• Над чем работать
[A] Пожалуйста, изложите суть текста о провале антитурецкой кампании в двух предложениях.
[B] Перепишите в виде списка абзац текста о провале антитурецкой кампании, который начинается словами «Провал антитурецкой кампании», и сохраните его основные факты.
[C] Продолжите текст о провале антитурецкой кампании после его последнего предложения.

• Документ
◆ ◆ ◆ ◆
Провал антитурецкой кампании во многом можно объяснить теми же причинами, которые не дали развиться проектам возвращения Святой Земли. Для собирания той силы (роtestas), о которой писал Лулл, на борьбу с османами надо было преодолеть еще больше препятствий, чем для борьбы с мамлюками. Военное искусство стало более профессиональным и более дорогим. Разочарование и подозрительность, распространившиеся в обществе, не способствовали успеху крестовых проповедей. Теории о независимости светской власти и ее исключительном праве распоряжаться ресурсами своих подданных превратились в реальность. Раскол внутри папства окончательно подорвал авторитет папского престола. Папы Пий II и Иннокентий VIII столкнулись с тем, что христианские государи перестали присылать своих представителей на папские соборы, на которых обсуждалась турецкая угроза. И даже организация коалиции государств с целью отправки крестового похода на Восток, что было в интересах практически всех стран, разбилась о сложную систему политических взаимоотношений в Европе: Венеция боялась Венгрии, Венеции боялись другие итальянские государства, участие герцогской Бургундии наталкивалось на оппозицию Франции, немецкие князья опасались, что любой крупный крестовый поход вызовет возрождение сильной императорской власти в Германии. Каждый отдельный правитель в Европе XV века признавал необходимость крестового похода против турок, но на практике европейские государи не допускали его организации.
◆ ◆ ◆ ◆
[Записи, выбранные из коллекции]
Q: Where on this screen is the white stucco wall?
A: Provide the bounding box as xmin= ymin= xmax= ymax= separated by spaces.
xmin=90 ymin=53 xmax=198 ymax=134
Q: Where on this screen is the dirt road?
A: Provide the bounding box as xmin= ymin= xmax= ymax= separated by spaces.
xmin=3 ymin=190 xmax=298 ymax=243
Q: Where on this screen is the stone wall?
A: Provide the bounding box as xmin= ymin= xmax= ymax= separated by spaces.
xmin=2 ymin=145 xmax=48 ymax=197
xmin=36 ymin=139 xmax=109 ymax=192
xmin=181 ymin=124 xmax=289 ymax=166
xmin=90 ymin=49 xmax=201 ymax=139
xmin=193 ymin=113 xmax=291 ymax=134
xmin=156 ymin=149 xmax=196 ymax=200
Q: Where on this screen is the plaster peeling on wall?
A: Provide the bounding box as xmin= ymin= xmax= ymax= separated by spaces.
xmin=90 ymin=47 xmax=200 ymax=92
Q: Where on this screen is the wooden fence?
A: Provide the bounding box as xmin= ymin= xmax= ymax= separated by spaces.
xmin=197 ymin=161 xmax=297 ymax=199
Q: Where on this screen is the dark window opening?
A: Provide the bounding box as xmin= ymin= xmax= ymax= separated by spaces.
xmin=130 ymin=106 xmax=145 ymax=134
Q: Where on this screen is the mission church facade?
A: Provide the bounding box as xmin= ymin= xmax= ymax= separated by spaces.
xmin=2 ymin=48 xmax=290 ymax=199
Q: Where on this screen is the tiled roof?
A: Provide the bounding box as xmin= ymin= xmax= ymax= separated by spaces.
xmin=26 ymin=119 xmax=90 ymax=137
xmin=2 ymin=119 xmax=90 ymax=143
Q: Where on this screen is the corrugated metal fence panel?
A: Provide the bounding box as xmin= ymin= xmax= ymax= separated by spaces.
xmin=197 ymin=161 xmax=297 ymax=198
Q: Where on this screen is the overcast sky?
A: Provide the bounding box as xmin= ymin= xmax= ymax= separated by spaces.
◆ ◆ ◆ ◆
• Письменные ответы
[A] Антитурецкая кампания провалилась во многом по тем же причинам, что и проекты возвращения Святой Земли: военное искусство стало профессиональнее и дороже, в обществе распространились разочарование и подозрительность, а раскол внутри папства подорвал авторитет папского престола. Каждый правитель Европы XV века признавал необходимость крестового похода против турок, но из-за сложных политических взаимоотношений государи на практике не допускали его организации.

[B]
- Антитурецкая кампания провалилась во многом по тем же причинам, что помешали проектам возвращения Святой Земли.
- Собрать силы против османов было труднее, чем против мамлюков.
- Военное искусство стало более профессиональным и дорогим.
- Разочарование и подозрительность в обществе мешали успеху крестовых проповедей.
- Теории о независимости светской власти и ее исключительном праве распоряжаться ресурсами подданных воплотились в реальность.
- Раскол внутри папства подорвал авторитет папского престола. При Пии II и Иннокентии VIII государи перестали присылать представителей на соборы, где обсуждалась турецкая угроза.
- Коалиция для крестового похода на Восток разбилась о политические взаимоотношения в Европе. Венеция боялась Венгрии, итальянские государства боялись Венеции, участию Бургундии противилась Франция, а немецкие князья опасались возрождения сильной императорской власти.
- Все правители признавали необходимость похода против турок, но на практике не допускали его организации.

[C]
Что же касается общественного мнения по поводу антитурецких выступлений, то тут нет однозначного ответа. Как уже отмечалось, связь куртуазин с крестоносным движением ослабевала – в частности, в силу того, что походы Тевтонского ордена, которые позволяли этой идее проявляться, прекратились. Практически крестоносные действия давно уже стали чужды повседневной жизни людей. Для обывателей крестовые походы теперь ассоциировались с проповедями индульгенций, действенность которых зависела от многих факторов – красноречия проповедников, отношения к этим проповедям местных светских властей, количества ранее проповеданных индульгенций, и по реакциям на такие действия Церкви трудно судить об истинном отношении людей к крестоносному движению. В 1488 году прихожане Вагенингена в Утрехтской епархии выслушали критику своего священника в адрес крестовых проповедей с таким пониманием, что не разрешили собирателям налогов увезти пожертвованные деньги. Но в хрониках рассказывается и о популярной и успешной проповеди крестового похода в Эрфурте в том же году, и о воодушевленном отклике на проповедь крестового похода для избавления Белграда в 1456 году. Мы располагаем весьма противоречивыми сведениями, но все же никак нельзя сказать, что антитурецкая кампания провалилась из-за людского равнодушия и враждебного к ней отношения, а не из-за политических и финансовых трудностей.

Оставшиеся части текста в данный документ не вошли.